• [Instructions for the task] Copy every one of the records below, line for line, with no changes.

— START —

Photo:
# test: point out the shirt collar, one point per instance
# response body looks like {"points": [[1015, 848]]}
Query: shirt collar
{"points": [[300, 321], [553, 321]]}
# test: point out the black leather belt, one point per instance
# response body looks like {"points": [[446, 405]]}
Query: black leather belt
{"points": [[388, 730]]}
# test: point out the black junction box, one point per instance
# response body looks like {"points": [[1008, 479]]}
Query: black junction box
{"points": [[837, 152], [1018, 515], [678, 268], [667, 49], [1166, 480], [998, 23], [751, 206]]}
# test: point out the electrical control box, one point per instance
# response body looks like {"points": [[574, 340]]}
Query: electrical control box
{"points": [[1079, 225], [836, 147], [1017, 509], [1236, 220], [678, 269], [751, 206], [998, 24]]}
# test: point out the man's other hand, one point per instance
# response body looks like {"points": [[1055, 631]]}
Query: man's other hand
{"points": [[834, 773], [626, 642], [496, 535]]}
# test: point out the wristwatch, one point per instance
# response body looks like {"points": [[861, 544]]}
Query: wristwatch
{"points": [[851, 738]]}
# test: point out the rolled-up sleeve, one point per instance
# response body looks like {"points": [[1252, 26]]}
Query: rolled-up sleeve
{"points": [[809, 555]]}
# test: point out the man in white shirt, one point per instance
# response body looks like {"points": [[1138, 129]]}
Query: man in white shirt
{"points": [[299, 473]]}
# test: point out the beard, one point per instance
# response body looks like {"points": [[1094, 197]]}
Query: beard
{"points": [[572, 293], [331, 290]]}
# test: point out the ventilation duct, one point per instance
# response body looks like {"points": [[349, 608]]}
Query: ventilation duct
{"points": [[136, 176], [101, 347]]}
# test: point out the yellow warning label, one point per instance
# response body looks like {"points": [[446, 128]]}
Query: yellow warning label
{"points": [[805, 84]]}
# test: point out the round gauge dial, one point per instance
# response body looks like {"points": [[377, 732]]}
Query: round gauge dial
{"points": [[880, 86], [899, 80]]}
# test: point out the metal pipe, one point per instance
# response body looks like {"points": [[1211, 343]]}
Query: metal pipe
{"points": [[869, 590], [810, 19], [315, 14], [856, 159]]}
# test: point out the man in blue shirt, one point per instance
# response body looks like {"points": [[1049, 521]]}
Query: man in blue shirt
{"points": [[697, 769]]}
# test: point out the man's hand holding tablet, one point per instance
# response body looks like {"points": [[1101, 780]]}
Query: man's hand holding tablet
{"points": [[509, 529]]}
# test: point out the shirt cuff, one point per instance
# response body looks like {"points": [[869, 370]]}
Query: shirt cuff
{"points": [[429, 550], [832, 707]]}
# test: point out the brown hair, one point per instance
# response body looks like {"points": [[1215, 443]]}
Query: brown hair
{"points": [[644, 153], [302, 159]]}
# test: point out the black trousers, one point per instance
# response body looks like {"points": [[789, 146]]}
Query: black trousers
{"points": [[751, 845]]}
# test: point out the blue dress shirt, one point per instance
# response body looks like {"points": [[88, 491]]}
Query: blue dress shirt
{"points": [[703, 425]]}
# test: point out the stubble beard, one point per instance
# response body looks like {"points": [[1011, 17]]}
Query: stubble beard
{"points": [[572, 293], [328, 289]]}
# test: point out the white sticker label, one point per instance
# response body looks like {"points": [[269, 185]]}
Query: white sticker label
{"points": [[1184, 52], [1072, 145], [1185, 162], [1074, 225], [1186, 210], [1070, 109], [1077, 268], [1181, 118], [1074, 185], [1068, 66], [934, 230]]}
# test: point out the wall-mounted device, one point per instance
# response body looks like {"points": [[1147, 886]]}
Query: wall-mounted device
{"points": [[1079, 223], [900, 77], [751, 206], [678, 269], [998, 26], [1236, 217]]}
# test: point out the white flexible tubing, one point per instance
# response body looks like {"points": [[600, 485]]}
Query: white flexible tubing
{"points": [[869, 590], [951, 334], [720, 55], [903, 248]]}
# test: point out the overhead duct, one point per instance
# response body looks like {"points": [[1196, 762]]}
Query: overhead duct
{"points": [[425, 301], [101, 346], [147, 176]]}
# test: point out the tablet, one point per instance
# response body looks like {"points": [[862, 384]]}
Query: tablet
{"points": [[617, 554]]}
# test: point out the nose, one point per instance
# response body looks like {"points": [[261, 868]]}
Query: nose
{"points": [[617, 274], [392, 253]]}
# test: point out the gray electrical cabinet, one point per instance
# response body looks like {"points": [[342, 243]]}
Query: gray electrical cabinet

— END —

• [Response]
Photo:
# test: point out the shirt collar, one point per instance
# response body looks like {"points": [[1015, 848]]}
Query: shirt collar
{"points": [[300, 321], [553, 321]]}
# test: point out the black leather belt, one point per instance
# response body looks like {"points": [[446, 405]]}
Query: black leather belt
{"points": [[388, 730]]}
# test: point out the black junction box, one point per instance
# response body looks like {"points": [[1008, 479]]}
Query: black junction box
{"points": [[837, 152], [1018, 515], [678, 268], [667, 49], [1166, 480], [998, 23], [751, 206]]}
# test: point out the electrical control box, one point per instance
# response body looks like {"points": [[574, 340]]}
Query: electrical control box
{"points": [[1079, 225], [836, 147], [1017, 509], [1236, 220], [678, 269], [751, 206], [998, 24]]}
# test: point out the man's other hand, one point per instance
# response body looks like {"points": [[1055, 631]]}
Query: man's other hand
{"points": [[834, 773], [626, 642], [496, 535]]}
# test: point out the wristwatch, one point per instance
# response body looks like {"points": [[861, 544]]}
Query: wristwatch
{"points": [[851, 738]]}
# test: point out the rolled-up sleeve, one point per instance
# response body looks like {"points": [[1252, 26]]}
Query: rolled-up sleeve
{"points": [[809, 555]]}
# test: point out the man in white shirt, one point per instance
# response body looks like {"points": [[1138, 129]]}
Query: man in white shirt
{"points": [[299, 473]]}
# test: point out the beard, one point per instance
# response body looks like {"points": [[1094, 197]]}
Query: beard
{"points": [[572, 293], [331, 290]]}
# test: point out the ventilation duct, one point per instance
# response body looks like {"points": [[349, 608]]}
Query: ventilation duct
{"points": [[136, 176], [101, 347]]}
# test: point out the yellow warning label, one point per instance
# response body looks like {"points": [[446, 128]]}
Query: yellow warning label
{"points": [[805, 84]]}
# test: point out the round gauge dial, one point per instance
# response body looks like {"points": [[377, 732]]}
Query: round gauge dial
{"points": [[880, 86], [899, 80]]}
# test: point out the metal pipe, one point per instance
# response body looks like {"points": [[1211, 343]]}
Query: metal pipe
{"points": [[869, 590], [810, 19], [315, 14], [856, 159]]}
# test: point out the man in blue shirt, one point per instance
# response body looks like {"points": [[1049, 521]]}
Query: man in blue shirt
{"points": [[697, 769]]}
# test: point out the man's hand holding tablet, one point per instance
# response body looks like {"points": [[1101, 780]]}
Query: man's hand holding tablet
{"points": [[509, 529]]}
# test: point out the shirt cuff, one point per instance
# response body looks like {"points": [[869, 370]]}
Query: shirt cuff
{"points": [[429, 550], [832, 707]]}
# test: point out the brown hair, one point per instance
# response body looks like {"points": [[1215, 443]]}
Query: brown hair
{"points": [[644, 153], [302, 159]]}
# test: point out the black trousers, one point per instance
# response body looks like {"points": [[789, 146]]}
Query: black trousers
{"points": [[751, 845]]}
# test: point out the blue dress shirt, one point per instance
# response body looks like {"points": [[88, 491]]}
Query: blue dress shirt
{"points": [[703, 425]]}
# test: point out the stubble beard, one point per instance
# response body looks like {"points": [[1011, 17]]}
Query: stubble beard
{"points": [[572, 293], [328, 289]]}
# test: point out the white sticker label, one point per instance
# response body looks like {"points": [[269, 185]]}
Query: white sticker label
{"points": [[1184, 52], [1072, 145], [1185, 162], [1074, 225], [1186, 210], [1070, 109], [1077, 268], [1181, 118], [1074, 185], [1068, 66], [934, 230]]}
# test: point out the wall-mounted device, one point per instance
# response body looks like {"points": [[1147, 886]]}
Query: wall-mounted device
{"points": [[1079, 223], [900, 77], [751, 206], [678, 269], [998, 26], [1236, 217]]}
# test: point out the white flexible tubing, one point per instance
# response body looks like {"points": [[600, 485]]}
Query: white flexible tubing
{"points": [[869, 590], [951, 334], [720, 55], [903, 248]]}
# test: point out the overhead duct, one point per instance
# response body looks like {"points": [[1196, 762]]}
Query: overhead duct
{"points": [[425, 301], [101, 346], [147, 176]]}
# test: point out the tablet, one point per instance
# response body looks like {"points": [[862, 384]]}
Query: tablet
{"points": [[617, 554]]}
# test: point out the nose, one point per instance
# response body looks like {"points": [[261, 868]]}
Query: nose
{"points": [[617, 274], [392, 253]]}
# test: point out the gray electrical cabinet, one point per instance
# response body looks like {"points": [[342, 243]]}
Query: gray electrical cabinet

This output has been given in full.